_Records for the exercise_.
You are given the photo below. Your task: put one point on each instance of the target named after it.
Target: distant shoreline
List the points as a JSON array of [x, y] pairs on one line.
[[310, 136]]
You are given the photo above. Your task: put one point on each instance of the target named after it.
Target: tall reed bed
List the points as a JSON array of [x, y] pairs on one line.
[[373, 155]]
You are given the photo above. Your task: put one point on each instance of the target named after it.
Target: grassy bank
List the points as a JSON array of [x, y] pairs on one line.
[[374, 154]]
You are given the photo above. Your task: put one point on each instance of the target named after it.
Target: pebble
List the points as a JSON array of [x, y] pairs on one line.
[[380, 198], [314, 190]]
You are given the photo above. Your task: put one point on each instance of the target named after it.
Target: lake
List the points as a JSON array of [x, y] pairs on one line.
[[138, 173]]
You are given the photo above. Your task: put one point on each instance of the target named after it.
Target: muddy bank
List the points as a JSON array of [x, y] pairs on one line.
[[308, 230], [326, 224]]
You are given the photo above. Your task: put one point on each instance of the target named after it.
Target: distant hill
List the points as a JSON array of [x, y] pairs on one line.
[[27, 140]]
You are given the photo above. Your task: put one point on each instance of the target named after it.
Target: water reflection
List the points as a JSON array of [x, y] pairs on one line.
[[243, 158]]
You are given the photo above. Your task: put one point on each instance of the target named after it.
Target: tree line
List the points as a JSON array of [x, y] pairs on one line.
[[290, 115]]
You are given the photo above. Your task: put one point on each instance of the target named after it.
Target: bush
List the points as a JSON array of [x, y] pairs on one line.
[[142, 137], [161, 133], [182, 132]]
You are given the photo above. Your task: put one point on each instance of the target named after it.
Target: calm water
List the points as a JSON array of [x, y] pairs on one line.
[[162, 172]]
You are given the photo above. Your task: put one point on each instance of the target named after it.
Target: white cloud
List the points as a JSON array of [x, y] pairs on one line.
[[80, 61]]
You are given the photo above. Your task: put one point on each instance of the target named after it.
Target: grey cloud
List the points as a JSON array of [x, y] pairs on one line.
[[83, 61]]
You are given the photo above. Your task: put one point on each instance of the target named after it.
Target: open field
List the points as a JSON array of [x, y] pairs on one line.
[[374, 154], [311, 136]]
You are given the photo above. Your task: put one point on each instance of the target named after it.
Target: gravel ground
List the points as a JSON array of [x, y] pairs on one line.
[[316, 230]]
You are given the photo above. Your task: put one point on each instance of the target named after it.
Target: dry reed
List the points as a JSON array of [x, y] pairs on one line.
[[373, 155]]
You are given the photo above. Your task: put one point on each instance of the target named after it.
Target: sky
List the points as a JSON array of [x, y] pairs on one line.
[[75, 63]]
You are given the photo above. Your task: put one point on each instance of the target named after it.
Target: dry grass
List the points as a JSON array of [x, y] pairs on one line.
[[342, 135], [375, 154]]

_The task_.
Every line above from the line with "Target: dry reed" to the line with "Target: sky" is wanted, ends included; write them out exactly and add no other line.

_Solution to this problem_.
Target: dry reed
List the points as a JSON array of [x, y] pairs on one line.
[[373, 155]]
You are given the photo above. Your task: put one point on each instance of the target named after it.
Target: sky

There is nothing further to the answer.